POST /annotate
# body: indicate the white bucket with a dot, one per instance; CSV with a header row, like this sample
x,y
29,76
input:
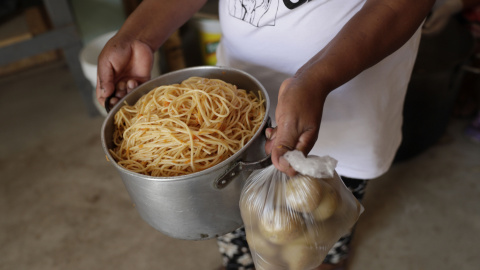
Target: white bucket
x,y
88,60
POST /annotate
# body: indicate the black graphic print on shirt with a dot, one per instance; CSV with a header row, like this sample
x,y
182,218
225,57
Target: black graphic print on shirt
x,y
260,12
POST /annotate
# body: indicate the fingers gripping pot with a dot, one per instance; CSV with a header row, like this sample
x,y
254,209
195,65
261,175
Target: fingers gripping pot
x,y
203,204
292,222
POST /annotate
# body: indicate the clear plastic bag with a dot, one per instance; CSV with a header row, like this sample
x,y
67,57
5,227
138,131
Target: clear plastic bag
x,y
292,222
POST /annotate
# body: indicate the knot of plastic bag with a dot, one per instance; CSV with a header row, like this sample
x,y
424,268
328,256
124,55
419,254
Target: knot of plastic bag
x,y
314,166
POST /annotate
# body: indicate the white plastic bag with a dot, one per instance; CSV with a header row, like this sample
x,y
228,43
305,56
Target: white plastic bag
x,y
292,222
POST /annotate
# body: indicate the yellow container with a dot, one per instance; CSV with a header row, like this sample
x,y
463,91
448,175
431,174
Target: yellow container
x,y
210,34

§ REQUIREMENT: Count the lines in the listing above that contain the string "print", matching case exactly. Give only the number.

§ PROBLEM SOLUTION: 2